_Directions for this task_
Reformat the following lines as a numbered list, leaving out any blank lines.

_Task inputs_
++++++++

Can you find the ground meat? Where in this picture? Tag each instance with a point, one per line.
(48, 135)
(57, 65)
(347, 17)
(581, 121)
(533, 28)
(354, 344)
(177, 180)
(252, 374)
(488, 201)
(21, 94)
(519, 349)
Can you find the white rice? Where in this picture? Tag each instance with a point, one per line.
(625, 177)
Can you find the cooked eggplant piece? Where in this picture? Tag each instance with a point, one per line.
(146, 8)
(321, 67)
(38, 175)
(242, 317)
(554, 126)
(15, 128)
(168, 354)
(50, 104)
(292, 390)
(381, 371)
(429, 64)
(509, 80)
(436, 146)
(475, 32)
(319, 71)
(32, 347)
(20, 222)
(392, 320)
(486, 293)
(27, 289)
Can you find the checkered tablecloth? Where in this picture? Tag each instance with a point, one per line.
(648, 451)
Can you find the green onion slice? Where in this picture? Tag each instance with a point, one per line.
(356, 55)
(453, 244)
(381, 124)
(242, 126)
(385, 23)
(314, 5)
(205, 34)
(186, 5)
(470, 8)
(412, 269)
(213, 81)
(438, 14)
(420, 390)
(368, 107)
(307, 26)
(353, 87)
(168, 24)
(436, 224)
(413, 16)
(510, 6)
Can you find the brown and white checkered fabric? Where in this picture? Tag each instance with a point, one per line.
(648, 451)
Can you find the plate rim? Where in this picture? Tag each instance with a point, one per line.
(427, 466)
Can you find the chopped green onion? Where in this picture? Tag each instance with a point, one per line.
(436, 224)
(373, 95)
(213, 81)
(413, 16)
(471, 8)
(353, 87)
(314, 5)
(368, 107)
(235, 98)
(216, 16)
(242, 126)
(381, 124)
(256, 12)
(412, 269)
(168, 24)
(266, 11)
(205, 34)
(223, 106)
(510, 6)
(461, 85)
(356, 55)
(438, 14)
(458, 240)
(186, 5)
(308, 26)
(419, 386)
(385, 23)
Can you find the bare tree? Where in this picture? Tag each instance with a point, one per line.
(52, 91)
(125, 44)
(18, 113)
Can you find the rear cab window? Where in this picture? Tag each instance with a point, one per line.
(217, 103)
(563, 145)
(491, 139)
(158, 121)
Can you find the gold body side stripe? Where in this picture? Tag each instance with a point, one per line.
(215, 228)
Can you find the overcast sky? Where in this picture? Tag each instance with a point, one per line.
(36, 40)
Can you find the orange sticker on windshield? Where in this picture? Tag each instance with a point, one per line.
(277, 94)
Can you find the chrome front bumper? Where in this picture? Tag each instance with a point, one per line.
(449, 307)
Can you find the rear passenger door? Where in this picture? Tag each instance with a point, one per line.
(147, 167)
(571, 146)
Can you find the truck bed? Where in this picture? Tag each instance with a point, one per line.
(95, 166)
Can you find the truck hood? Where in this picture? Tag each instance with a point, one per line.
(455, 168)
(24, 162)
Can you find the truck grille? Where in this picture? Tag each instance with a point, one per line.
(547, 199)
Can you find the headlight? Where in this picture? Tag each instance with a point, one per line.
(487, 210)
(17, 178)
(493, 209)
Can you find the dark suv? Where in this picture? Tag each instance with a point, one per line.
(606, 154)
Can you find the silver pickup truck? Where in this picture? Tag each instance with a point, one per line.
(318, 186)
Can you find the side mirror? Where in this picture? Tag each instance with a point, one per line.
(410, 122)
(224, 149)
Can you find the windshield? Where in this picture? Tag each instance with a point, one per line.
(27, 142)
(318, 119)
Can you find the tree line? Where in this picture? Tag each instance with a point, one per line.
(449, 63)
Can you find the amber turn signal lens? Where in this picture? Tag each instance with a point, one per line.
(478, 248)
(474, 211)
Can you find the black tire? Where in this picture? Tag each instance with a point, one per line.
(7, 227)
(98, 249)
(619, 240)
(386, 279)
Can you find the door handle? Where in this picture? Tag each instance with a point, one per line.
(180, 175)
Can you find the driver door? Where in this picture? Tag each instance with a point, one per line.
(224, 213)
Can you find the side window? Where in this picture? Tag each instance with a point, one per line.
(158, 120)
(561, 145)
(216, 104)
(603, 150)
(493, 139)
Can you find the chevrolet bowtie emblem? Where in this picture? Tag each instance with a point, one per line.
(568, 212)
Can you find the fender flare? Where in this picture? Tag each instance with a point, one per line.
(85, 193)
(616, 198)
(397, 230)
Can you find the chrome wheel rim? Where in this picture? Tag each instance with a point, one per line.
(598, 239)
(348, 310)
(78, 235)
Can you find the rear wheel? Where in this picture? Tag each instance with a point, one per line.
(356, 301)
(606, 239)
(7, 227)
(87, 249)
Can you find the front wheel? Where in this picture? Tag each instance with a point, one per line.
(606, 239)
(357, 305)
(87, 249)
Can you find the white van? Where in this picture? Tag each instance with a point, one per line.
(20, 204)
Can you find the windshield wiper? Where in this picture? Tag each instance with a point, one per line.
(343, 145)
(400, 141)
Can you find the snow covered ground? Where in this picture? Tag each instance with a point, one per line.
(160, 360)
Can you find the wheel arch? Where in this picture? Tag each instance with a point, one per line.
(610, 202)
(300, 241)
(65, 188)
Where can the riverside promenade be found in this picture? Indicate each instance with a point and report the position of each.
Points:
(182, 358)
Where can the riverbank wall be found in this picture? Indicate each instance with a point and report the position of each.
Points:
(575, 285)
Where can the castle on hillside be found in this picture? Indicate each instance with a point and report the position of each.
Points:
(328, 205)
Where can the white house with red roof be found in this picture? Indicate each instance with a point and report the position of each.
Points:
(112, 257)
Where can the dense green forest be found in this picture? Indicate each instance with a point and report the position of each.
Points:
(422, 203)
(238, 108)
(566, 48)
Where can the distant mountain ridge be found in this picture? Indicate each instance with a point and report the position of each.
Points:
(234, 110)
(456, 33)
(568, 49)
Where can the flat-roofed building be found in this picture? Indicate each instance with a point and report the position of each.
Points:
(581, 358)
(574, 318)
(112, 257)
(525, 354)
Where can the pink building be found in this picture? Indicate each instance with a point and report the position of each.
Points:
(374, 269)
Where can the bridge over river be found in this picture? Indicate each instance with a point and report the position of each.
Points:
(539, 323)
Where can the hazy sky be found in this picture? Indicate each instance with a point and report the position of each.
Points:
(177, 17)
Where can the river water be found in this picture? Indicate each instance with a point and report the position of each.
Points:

++++++++

_Result below_
1. Can you find the ground meat? Where in this picture? Tag each instance with a point, one per line.
2. (48, 135)
3. (57, 65)
4. (347, 17)
5. (581, 121)
6. (533, 28)
7. (354, 344)
8. (177, 180)
9. (252, 374)
10. (488, 201)
11. (21, 94)
12. (519, 349)
13. Can you find the white rice? Where in this picture? Tag each instance with a point, one per line.
14. (625, 177)
15. Can you find the cooked eggplant piece? Where in this picture? Tag each instance with a point, one per line.
16. (146, 8)
17. (321, 67)
18. (38, 175)
19. (242, 317)
20. (554, 126)
21. (15, 128)
22. (168, 354)
23. (50, 104)
24. (292, 390)
25. (381, 371)
26. (429, 64)
27. (509, 80)
28. (436, 146)
29. (475, 32)
30. (319, 71)
31. (32, 347)
32. (20, 222)
33. (392, 320)
34. (486, 293)
35. (27, 289)
36. Can you find the checkered tablecloth? Where in this picture? Tag each instance with a point, one per line.
37. (648, 451)
38. Can you find the green onion slice? Where in this picture? Tag each instance with a point, one per line.
39. (356, 55)
40. (453, 244)
41. (381, 124)
42. (242, 126)
43. (385, 23)
44. (314, 5)
45. (205, 34)
46. (186, 5)
47. (470, 8)
48. (412, 269)
49. (213, 81)
50. (438, 14)
51. (420, 390)
52. (368, 107)
53. (307, 26)
54. (353, 87)
55. (168, 24)
56. (436, 224)
57. (413, 16)
58. (510, 6)
59. Can you find the brown and white checkered fabric? Where in this picture? Tag each instance with a point, one per line.
60. (648, 451)
61. Can you find the plate rim? Where in this picture? Tag each instance with a point, one per line.
62. (427, 466)
63. Can you find the chopped green onion? Where in this picture? Tag each instance with a point, one per line.
64. (436, 224)
65. (373, 95)
66. (213, 81)
67. (413, 16)
68. (471, 8)
69. (353, 87)
70. (314, 5)
71. (368, 107)
72. (235, 98)
73. (216, 16)
74. (242, 126)
75. (381, 124)
76. (256, 12)
77. (412, 269)
78. (168, 24)
79. (266, 11)
80. (205, 34)
81. (223, 106)
82. (510, 6)
83. (461, 85)
84. (356, 55)
85. (438, 14)
86. (458, 240)
87. (186, 5)
88. (308, 26)
89. (419, 386)
90. (385, 23)
91. Can you find the bare tree? Where in this picture? Tag each instance with a point, one per line.
92. (52, 91)
93. (125, 44)
94. (18, 113)
95. Can you find the rear cab window? Where in this picture? Tag each instance with a point, one per line.
96. (217, 103)
97. (563, 145)
98. (491, 139)
99. (158, 121)
100. Can you find the gold body side stripe? Where in this picture? Tag each instance with a point, one per line.
101. (215, 228)
102. Can you find the overcast sky? Where in this picture? Tag each instance with a point, one per line.
103. (36, 40)
104. Can you find the orange sticker on windshield? Where in this picture? Tag each instance with a point, one per line.
105. (277, 94)
106. Can you find the chrome front bumper? Where in this picture? Tag each instance with a point, one per line.
107. (449, 307)
108. Can you find the rear passenger door? Where in this picture? Tag each instance with a point, one per line.
109. (147, 167)
110. (571, 146)
111. Can you find the truck bed? Where in this picture? Tag each instance with a point, one per line.
112. (95, 166)
113. Can you find the truck hood? Where in this picture? Tag each instance with a point, one per line.
114. (455, 168)
115. (24, 162)
116. Can you find the truck grille? Where in this picture? Tag each instance with a point, one per line.
117. (547, 199)
118. Can you find the headlight? Where in this picture? Tag each instance with a point, one per line.
119. (487, 210)
120. (17, 178)
121. (493, 209)
122. Can you find the dark suv? Where in this picture? Tag each instance with a point, one per line.
123. (606, 154)
124. Can you find the silver pickup truck? Where in this picture? Tag each instance with a point, one per line.
125. (318, 186)
126. Can you find the side mirror? Where in this picture? Tag each instance with a point, one per line.
127. (410, 122)
128. (224, 149)
129. Can you find the windshield? Where in this picture? Tag each instance with a point, one per line.
130. (27, 142)
131. (318, 119)
132. Can you find the tree line? Where in this picture? Tag each instance with a point, one per line.
133. (449, 63)
134. Can you find the amber turn signal lens? Where in this picture? Tag each instance with a point, one per line.
135. (478, 248)
136. (474, 211)
137. Can you find the black tire? Where in this picture? Tag each instance with a point, one per line.
138. (7, 227)
139. (98, 249)
140. (619, 240)
141. (386, 279)
142. Can you find the door handle? Where in this picture? Tag each instance with a point, one per line.
143. (180, 175)
144. Can you find the driver door? Where in this picture? Tag each instance with a point, one per line.
145. (224, 213)
146. Can you find the side window? Where in this picture? Tag each instance with a point, one per line.
147. (158, 120)
148. (561, 145)
149. (216, 104)
150. (603, 150)
151. (493, 139)
152. Can you find the chevrolet bowtie emblem? Where in this picture? Tag each instance with a point, one per line.
153. (568, 212)
154. Can you find the fender flare? Where in this picture? Tag each instance with a point, one per line.
155. (85, 193)
156. (616, 198)
157. (397, 230)
158. Can you find the chrome wheel rim? Where in this picture? Tag each instance with a point, one per line.
159. (598, 239)
160. (348, 310)
161. (78, 235)
162. Can you find the rear wheel? Where in this picture? Tag each instance with a point, one per line.
163. (356, 301)
164. (606, 239)
165. (7, 227)
166. (87, 249)
167. Can you find the front wheel? Where in this picture? Tag each instance with a point, one per line.
168. (606, 239)
169. (357, 305)
170. (87, 249)
171. Can you find the white van? Where in this picture? Tag each instance with a point, one per line.
172. (20, 204)
173. Can you find the windshield wiper? Where in this picture? Tag each instance with a point, one per line.
174. (343, 145)
175. (400, 141)
176. Can you find the snow covered ground? Where in this picture? Tag each instance with a point, one per line.
177. (160, 360)
178. Can you find the wheel arch? Where in this picture? Tag each instance with a point, one per line.
179. (610, 202)
180. (300, 241)
181. (65, 188)
182. Where can the riverside promenade be found in this picture? Indicate each instance with a point and report the position of each.
183. Points:
184. (182, 358)
185. Where can the riverbank wall be found in this picture? Indicate each instance with a point and report the position of each.
186. Points:
187. (575, 285)
188. Where can the castle on hillside be found in this picture? Indicate each instance with a point and report the position of each.
189. Points:
190. (328, 205)
191. Where can the white house with red roof be found in this picture? Indicate each instance with a point and report the position of each.
192. Points:
193. (112, 257)
194. Where can the dense green forest be found in this picture? Indicate each instance with a point and report the position of each.
195. Points:
196. (422, 203)
197. (238, 108)
198. (566, 48)
199. Where can the distant mountain ridge be found in this picture? Indicate each instance with a point and report the position of each.
200. Points:
201. (234, 110)
202. (456, 33)
203. (568, 49)
204. Where can the flat-roofed building be found in this picture? Indicate each instance with a point and report the position of each.
205. Points:
206. (581, 358)
207. (574, 318)
208. (112, 257)
209. (525, 354)
210. Where can the pink building be found in this picture? Indicate each instance with a point and report the position of each.
211. Points:
212. (374, 269)
213. Where can the bridge over river be found in this picture? Indicate each instance with a point and report the position of each.
214. Points:
215. (539, 323)
216. Where can the hazy sky be found in this picture? Indicate each instance with a point and report the position of each.
217. Points:
218. (177, 17)
219. Where can the river water be found in this picture? Indicate each instance with a point and report the position of each.
220. Points:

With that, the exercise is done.